## TEXT PROVIDED

******************************

2. I ask about genuine forgiveness of the malefactor, and not merely forgetfulness.
3. The malefactor recognised his/her actions' turpitude but still wilfully executed them.
This question was motivated by such virtuous paragons as Ms Eva Kor and Capt Louis Zamperini, the latter of whom advised someone else by citing Mark Twain:
“Forgiveness is the fragrance that the violet sheds on the heel that has crushed it.”
I recognise the futility in simply remaining enraged about past injustices, so I'd argue that one should act to resolve this resentment, such as by apprehending and punishing their captors. This is exactly the argument that has bewitched me but that I'd like to surmount; I want to appreciate: How and why could (even) tortured war veterans and concentration camp survivors decide against any revenge?
The prerequisite for forgiveness is actually completely straightforward and easy to comprehend:
Understand and accept the humanity of the perpetrator.
Most people are convinced that there is a fundamental difference between themselves and those that commit heineous crimes. Once you understand that the difference is at best gradual; once you face your own propensity for cruelty and violence; once you understand how an unfortunate combination of hereditary and environmental factors have lead to the deed -- you have laid the foundation upon which you may forgive the individual guilt.
This is really a broad topic, but think how the Milgram experiments showed how almost anyone could be talked into torturing another even without any valid reason. Now add to that everything that can go wrong in a person's life and it becomes quite understandable how someone can break and turn into a "monster". I am often surprised there is actually so little major crime!

******************************

## MATERIAL SHOWN
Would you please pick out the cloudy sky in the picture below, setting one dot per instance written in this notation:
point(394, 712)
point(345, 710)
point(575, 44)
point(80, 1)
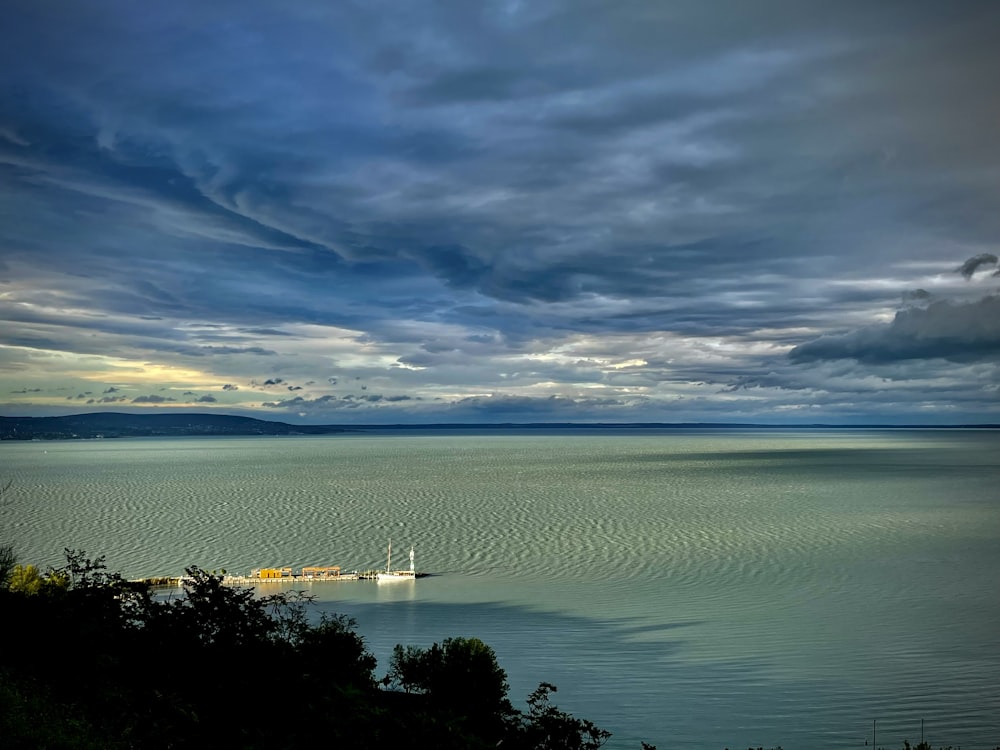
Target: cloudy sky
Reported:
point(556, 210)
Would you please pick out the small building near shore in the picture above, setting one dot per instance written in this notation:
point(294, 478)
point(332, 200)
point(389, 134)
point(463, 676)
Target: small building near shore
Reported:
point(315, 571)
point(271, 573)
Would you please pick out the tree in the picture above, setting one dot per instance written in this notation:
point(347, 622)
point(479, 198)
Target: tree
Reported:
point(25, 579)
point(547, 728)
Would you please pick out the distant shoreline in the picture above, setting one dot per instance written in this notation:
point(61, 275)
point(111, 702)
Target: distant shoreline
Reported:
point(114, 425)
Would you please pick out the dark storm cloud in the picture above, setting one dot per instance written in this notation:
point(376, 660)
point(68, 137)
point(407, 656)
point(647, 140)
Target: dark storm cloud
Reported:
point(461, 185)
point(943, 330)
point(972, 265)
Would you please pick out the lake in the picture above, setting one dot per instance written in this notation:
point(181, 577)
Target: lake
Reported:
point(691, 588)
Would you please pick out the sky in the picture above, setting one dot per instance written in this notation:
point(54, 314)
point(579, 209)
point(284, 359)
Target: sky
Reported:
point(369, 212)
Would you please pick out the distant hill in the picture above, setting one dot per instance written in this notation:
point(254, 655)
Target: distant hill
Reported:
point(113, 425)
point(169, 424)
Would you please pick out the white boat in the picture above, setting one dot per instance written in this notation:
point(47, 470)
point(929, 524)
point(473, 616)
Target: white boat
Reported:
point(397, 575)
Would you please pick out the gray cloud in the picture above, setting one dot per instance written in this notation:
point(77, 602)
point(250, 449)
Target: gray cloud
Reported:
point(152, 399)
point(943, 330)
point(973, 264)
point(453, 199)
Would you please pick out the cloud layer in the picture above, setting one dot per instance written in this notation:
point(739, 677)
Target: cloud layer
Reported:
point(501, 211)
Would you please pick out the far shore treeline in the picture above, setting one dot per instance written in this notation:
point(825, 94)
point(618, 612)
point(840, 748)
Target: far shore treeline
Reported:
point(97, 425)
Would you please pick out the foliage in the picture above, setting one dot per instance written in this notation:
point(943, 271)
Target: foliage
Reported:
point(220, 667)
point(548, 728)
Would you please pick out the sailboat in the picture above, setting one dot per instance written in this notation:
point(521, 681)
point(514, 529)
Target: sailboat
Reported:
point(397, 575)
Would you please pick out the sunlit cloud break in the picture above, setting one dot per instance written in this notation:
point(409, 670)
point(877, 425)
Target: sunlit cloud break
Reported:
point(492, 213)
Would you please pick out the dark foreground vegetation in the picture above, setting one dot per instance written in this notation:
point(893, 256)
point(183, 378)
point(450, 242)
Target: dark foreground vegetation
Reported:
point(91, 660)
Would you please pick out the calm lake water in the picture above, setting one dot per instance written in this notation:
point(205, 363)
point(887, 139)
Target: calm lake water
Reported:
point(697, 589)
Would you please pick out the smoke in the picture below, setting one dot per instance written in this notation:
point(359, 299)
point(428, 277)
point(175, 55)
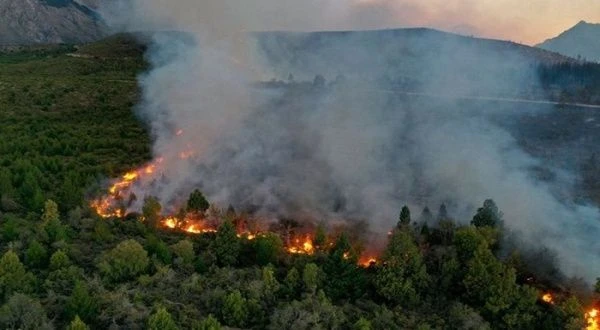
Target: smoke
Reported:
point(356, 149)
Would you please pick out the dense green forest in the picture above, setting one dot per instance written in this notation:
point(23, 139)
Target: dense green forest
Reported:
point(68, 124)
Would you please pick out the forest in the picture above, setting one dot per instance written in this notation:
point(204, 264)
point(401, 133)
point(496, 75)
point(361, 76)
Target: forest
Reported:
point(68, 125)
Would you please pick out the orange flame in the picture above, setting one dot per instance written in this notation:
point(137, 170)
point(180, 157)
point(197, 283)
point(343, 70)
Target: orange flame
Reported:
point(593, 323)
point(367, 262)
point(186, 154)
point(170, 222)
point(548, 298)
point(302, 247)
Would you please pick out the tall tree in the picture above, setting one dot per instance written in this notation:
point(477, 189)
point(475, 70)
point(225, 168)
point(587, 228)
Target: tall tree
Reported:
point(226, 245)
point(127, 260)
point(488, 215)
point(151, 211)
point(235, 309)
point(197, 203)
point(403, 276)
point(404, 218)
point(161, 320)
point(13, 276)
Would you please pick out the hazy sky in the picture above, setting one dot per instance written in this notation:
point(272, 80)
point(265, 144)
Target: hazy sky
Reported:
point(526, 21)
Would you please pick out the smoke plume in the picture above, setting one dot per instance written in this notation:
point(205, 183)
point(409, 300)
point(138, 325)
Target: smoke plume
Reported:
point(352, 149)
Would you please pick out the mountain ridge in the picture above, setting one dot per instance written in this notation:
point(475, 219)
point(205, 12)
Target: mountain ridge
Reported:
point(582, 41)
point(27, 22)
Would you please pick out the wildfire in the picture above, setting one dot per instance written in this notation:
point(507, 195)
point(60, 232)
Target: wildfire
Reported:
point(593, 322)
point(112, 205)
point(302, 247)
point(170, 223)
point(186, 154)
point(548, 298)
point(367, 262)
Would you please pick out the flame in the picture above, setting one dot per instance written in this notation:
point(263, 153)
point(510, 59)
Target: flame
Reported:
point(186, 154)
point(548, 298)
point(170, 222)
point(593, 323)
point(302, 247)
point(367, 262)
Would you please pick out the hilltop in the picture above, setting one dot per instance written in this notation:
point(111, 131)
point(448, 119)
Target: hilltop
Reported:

******************************

## CHECK YOUR UNDERSTANDING
1. Reproduce the stretch of the text on forgiveness from "Most people are" through "little major crime!", substituting "vast subject" for "broad topic".
2. Pick up the text on forgiveness after its final sentence and continue it.

## RESPONSES TO THE EXERCISE
1.
Most people are convinced that there is a fundamental difference between themselves and those that commit heineous crimes. Once you understand that the difference is at best gradual; once you face your own propensity for cruelty and violence; once you understand how an unfortunate combination of hereditary and environmental factors have lead to the deed -- you have laid the foundation upon which you may forgive the individual guilt.
This is really a vast subject, but think how the Milgram experiments showed how almost anyone could be talked into torturing another even without any valid reason. Now add to that everything that can go wrong in a person's life and it becomes quite understandable how someone can break and turn into a "monster". I am often surprised there is actually so little major crime!

2.
For some victims it is helpful to learn what made the person that abused them who they are.
The second part is the wish to forgive. For that you need to understand the futility and destructiveness of revenge. Revenge does not bring back a killed loved one; it does not undo the experience of torture; all it does is turn you into the kind of person you despise: a person that tortures and kills. Successful revenge does not lead to happiness. Where forgiveness can cause a feeling of enlightenment and release, revenge fixes the state of loss and trauma and adds to it your own guilt.
Therapy will grant you a space and time for sorrow and rage and then attempt to help you let go and realize that a good and happy life are still possible if you turn towards it and allow it to happen.
This is usually not something that can be achieved by reading books. If you suffer from trauma you will profit from seeing a qualified therapist.
I think forgiving is a reasoned view. If we do not forgive people we lock ourselves into bigotry, viewing everyone's intentions reactively and with confirmation bias as to who we think they are. People who do evil by accepted definitions of same, might instead be viewed as representing one extreme of a spectrum. If overcoming confirmation bias is a learned skill, the ability to forgive might also be a learned skill and something we can choose to do better at.